Exercise goal:
Lay out the lines of the entries as a Markdown table with the columns Row and Line. Start at the line that has "mark the region" and stop after the one that has "POLYGON ((434 203, 411", skipping blank lines and leaving out the pictures.
Start Given entries
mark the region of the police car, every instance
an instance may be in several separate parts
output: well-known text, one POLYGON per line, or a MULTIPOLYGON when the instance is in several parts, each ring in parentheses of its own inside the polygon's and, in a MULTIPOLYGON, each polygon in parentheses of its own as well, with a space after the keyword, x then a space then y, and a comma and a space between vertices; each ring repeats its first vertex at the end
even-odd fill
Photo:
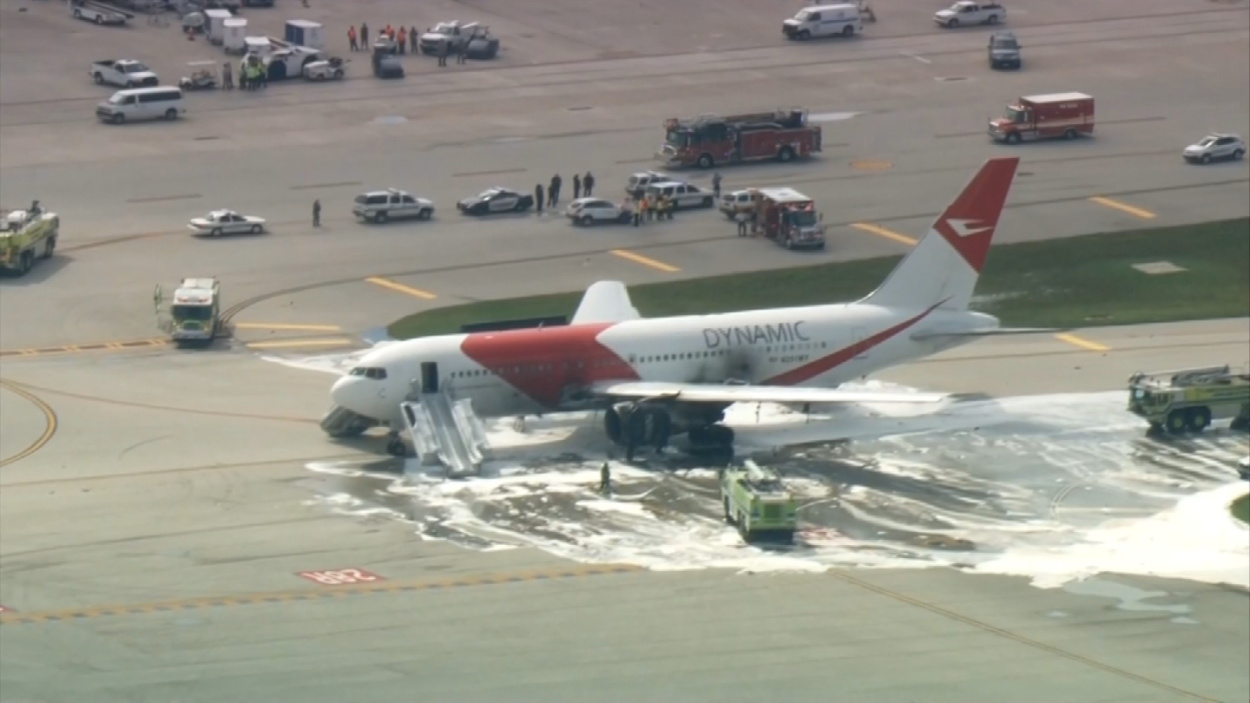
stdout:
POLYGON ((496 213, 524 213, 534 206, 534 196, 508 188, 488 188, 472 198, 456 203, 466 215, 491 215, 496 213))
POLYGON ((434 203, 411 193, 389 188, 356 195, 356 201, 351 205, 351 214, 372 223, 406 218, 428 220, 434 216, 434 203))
End Given entries
Start Given entries
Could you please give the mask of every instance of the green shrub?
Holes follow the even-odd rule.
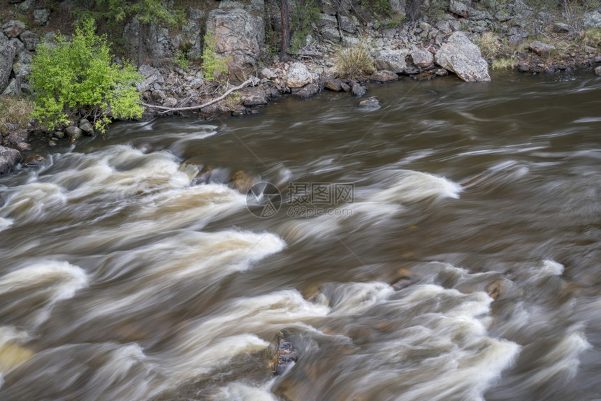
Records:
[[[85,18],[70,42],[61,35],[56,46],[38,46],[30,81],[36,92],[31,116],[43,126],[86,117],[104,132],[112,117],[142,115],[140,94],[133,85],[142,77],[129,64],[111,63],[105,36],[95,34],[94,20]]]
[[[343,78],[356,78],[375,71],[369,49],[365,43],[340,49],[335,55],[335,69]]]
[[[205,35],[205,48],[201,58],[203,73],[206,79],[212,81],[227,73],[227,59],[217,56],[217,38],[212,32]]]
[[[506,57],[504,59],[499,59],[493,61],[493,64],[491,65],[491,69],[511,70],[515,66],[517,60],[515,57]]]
End Given entries
Exercise solution:
| Row | Line |
|---|---|
| 1 | mark the region of the police car, every instance |
| 2 | an instance may be in several separate parts |
| 3 | output: well-known text, one POLYGON per line, or a MULTIPOLYGON when the instance is in several parts, each ring in parentheses of its own inside the polygon's and, in a MULTIPOLYGON, each polygon in parentheses of its own as well, with a space after the keyword, x then a space then y, and a comma and a space between vertices; each ring repeats its first vertex at the end |
| 4 | even-odd fill |
| 5 | Photo: |
| 6 | stdout: |
| 7 | POLYGON ((496 213, 524 213, 534 206, 534 196, 508 188, 488 188, 472 198, 456 203, 466 215, 491 215, 496 213)) |
| 8 | POLYGON ((434 203, 411 193, 389 188, 356 195, 356 201, 351 205, 351 214, 372 223, 406 218, 428 220, 434 216, 434 203)) |